(Saved entries)
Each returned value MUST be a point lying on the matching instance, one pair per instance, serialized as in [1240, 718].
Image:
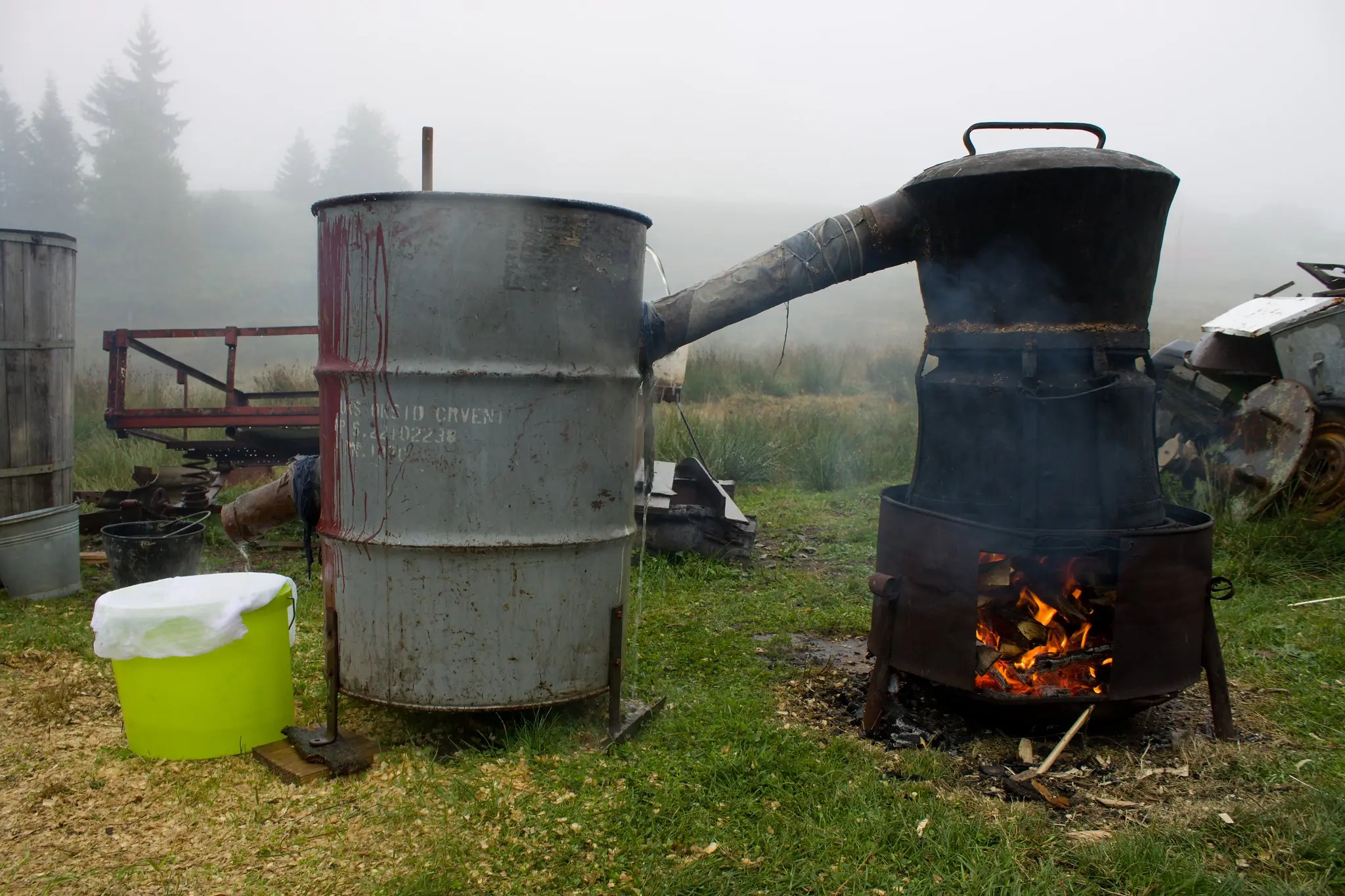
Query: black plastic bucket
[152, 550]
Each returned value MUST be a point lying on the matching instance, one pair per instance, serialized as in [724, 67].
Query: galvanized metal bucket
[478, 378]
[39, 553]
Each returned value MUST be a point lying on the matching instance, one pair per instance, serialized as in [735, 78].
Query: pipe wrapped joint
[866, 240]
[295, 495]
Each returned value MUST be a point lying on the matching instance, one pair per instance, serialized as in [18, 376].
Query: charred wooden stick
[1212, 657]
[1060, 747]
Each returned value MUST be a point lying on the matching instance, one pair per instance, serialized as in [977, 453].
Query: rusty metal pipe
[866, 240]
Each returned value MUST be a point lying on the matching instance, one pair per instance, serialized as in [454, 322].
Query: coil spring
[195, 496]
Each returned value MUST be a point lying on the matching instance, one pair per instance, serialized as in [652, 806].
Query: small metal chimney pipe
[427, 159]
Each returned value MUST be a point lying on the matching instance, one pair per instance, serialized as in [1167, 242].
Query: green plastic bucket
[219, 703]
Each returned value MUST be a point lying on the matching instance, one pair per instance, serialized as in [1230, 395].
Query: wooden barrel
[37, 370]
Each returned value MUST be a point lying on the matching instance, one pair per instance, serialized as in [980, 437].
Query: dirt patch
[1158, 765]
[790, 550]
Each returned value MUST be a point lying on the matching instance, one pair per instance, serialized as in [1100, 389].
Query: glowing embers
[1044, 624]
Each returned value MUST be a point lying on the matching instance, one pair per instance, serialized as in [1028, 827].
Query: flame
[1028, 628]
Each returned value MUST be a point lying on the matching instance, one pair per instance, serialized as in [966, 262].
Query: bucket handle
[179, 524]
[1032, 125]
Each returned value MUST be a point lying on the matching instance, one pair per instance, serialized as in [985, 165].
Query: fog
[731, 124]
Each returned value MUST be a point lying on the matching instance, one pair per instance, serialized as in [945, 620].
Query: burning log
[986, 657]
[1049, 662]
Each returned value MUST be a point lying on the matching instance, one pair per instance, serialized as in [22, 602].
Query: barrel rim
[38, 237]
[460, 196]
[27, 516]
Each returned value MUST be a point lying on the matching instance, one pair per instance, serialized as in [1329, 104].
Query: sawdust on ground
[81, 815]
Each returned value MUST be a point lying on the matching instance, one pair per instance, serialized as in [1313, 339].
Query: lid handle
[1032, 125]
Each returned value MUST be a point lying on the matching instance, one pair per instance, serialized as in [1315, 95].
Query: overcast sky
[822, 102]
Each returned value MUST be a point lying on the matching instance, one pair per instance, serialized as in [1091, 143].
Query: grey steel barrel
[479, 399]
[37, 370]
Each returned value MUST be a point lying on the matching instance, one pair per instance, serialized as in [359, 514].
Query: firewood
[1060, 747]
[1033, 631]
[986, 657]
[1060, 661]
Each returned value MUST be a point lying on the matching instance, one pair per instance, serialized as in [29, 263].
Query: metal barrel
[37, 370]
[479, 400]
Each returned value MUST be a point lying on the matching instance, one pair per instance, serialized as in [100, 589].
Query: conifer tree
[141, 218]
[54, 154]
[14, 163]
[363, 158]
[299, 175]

--

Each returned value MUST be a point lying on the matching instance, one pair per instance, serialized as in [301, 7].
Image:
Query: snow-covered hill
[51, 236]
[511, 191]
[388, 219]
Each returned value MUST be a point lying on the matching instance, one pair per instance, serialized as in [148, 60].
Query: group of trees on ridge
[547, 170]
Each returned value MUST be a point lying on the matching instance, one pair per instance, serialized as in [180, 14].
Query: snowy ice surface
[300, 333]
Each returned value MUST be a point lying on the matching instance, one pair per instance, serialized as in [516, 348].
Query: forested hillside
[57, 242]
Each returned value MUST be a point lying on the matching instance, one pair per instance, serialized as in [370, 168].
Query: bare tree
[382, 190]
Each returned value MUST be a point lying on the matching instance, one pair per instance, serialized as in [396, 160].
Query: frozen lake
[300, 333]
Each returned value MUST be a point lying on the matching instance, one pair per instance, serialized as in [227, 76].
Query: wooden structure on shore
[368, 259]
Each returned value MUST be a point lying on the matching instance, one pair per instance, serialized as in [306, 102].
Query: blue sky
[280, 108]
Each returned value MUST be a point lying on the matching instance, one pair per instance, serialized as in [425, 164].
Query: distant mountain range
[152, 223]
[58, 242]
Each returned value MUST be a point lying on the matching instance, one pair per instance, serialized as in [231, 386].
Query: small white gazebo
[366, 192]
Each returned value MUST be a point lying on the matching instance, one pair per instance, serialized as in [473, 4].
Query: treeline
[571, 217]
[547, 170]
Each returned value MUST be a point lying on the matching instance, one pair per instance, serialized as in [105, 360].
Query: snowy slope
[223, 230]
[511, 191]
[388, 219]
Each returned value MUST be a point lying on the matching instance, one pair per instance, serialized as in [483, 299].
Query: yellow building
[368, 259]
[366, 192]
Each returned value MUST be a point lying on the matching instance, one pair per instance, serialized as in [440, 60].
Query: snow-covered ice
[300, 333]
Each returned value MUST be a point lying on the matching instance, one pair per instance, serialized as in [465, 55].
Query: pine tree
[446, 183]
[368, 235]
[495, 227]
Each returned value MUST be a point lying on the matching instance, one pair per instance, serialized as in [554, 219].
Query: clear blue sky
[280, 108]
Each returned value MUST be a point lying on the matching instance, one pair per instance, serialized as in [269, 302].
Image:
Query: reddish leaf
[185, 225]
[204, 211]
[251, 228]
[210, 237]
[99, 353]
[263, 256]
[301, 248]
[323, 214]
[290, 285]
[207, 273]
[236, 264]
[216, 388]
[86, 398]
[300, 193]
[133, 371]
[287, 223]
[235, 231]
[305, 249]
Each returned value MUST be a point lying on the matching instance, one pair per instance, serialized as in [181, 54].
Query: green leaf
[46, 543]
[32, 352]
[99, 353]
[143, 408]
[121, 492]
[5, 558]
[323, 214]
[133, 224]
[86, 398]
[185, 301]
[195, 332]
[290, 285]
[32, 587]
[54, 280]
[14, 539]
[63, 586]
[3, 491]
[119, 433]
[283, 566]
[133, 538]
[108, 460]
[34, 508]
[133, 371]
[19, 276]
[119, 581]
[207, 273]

--

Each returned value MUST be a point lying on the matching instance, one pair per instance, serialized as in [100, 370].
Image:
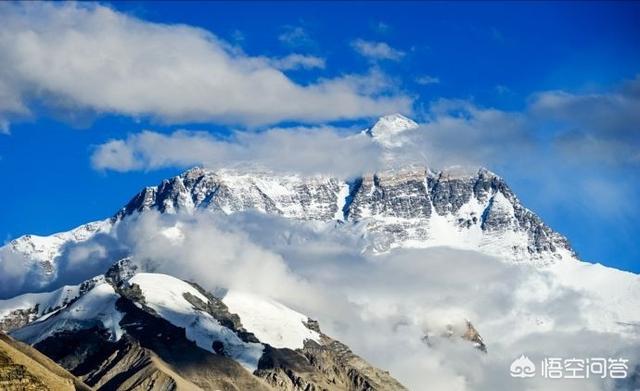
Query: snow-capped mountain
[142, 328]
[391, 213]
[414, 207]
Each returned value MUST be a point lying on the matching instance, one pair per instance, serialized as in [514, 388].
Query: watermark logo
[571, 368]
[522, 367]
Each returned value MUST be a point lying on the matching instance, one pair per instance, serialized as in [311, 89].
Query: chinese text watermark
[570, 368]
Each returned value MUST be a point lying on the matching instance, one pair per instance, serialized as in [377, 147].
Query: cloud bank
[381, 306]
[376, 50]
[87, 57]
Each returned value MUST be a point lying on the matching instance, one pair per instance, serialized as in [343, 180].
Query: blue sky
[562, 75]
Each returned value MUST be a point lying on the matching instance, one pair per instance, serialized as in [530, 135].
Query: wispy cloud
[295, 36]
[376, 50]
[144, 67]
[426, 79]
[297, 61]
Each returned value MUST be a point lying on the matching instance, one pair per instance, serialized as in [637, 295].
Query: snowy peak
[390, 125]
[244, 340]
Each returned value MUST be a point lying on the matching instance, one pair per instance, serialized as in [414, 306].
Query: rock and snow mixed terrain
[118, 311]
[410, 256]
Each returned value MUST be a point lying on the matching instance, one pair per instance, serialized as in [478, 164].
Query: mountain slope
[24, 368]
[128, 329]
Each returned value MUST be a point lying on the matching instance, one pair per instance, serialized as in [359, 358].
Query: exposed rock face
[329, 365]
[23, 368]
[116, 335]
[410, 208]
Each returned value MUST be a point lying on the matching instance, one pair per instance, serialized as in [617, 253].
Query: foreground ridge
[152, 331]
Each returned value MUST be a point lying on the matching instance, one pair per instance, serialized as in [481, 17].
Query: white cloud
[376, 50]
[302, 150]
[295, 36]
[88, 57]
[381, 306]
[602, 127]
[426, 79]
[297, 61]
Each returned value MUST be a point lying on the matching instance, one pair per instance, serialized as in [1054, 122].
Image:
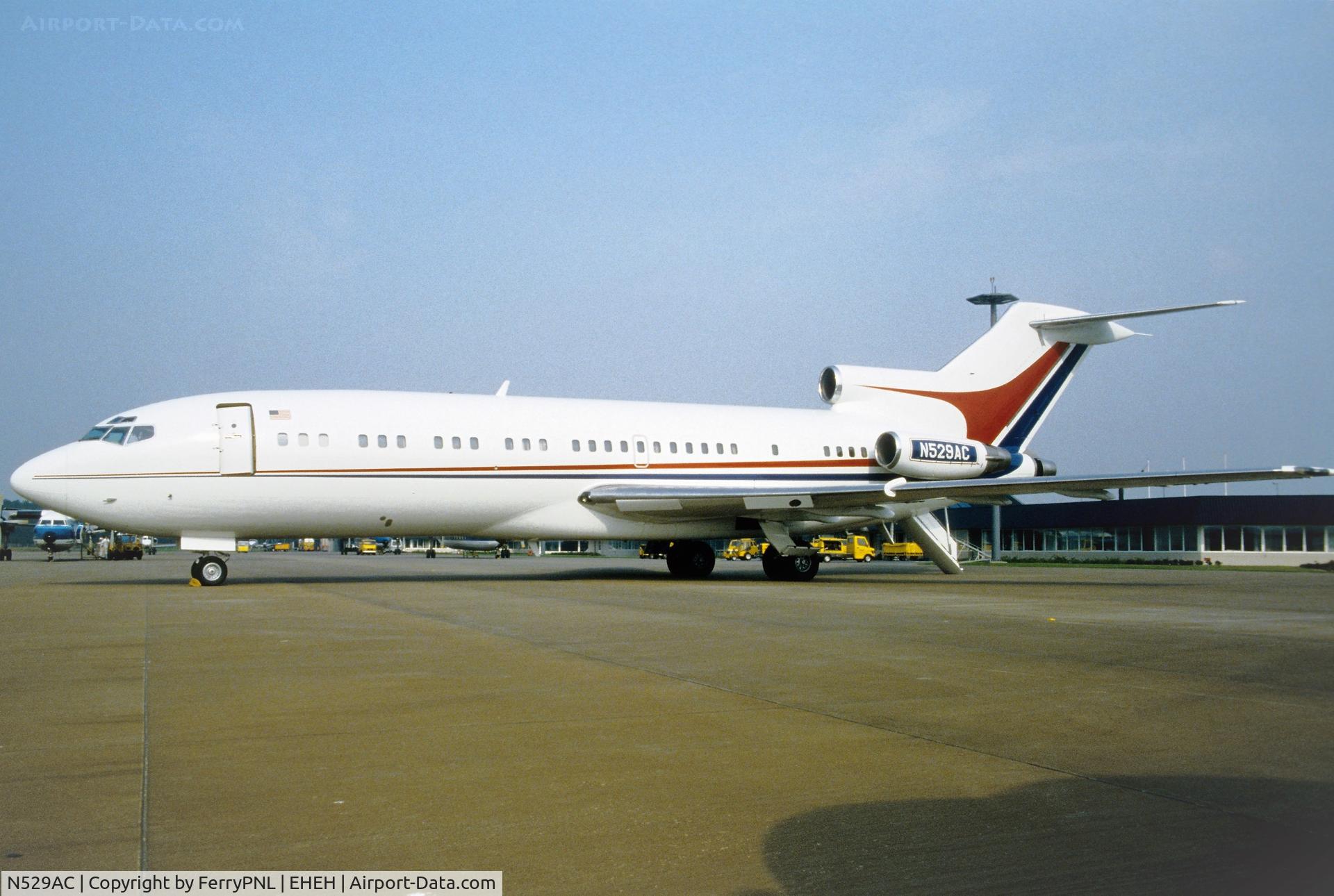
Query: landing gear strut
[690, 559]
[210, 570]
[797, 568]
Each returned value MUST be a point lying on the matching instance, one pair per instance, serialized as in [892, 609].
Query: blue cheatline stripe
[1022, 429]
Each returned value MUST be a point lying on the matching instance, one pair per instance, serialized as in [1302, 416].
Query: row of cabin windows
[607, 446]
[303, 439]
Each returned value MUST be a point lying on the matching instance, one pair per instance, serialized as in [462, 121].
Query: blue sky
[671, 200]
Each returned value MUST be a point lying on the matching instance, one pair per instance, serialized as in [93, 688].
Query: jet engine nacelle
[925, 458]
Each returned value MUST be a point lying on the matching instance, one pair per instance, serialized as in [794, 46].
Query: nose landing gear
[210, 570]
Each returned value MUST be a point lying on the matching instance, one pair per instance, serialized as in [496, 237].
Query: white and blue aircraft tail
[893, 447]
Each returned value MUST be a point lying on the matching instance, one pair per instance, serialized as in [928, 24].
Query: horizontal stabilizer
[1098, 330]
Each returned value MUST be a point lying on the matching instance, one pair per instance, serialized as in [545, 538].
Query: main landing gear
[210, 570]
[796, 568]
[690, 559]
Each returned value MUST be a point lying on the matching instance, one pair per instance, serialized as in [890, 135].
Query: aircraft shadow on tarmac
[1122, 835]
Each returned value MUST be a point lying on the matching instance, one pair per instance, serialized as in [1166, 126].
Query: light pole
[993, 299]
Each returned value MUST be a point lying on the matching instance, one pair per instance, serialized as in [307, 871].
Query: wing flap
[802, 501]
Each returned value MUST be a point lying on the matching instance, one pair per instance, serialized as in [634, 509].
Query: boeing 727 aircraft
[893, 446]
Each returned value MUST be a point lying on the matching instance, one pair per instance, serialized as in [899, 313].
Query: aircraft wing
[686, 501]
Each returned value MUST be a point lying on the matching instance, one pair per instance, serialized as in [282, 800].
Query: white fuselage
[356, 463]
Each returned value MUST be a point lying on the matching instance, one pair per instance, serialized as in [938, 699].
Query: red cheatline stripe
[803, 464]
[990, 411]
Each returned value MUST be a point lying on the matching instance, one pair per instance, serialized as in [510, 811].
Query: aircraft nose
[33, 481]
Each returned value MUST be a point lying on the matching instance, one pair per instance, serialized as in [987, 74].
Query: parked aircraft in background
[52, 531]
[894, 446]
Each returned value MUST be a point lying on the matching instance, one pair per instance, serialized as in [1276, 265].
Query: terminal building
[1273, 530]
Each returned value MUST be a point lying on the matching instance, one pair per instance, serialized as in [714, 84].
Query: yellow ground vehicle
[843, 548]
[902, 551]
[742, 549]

(Problem description) Return the span of lines in the data above that opens at the line with "in [483, 299]." and closes at the line with "in [440, 60].", exactly, ends included, nothing else.

(Your response)
Each returned value MUST be a point lying on the matching instance, one pair per instance, serialized as in [483, 299].
Query: yellow building
[368, 259]
[366, 192]
Each returned value MUST be a point lying on the matching instance, one pair per instance, serialized as in [440, 60].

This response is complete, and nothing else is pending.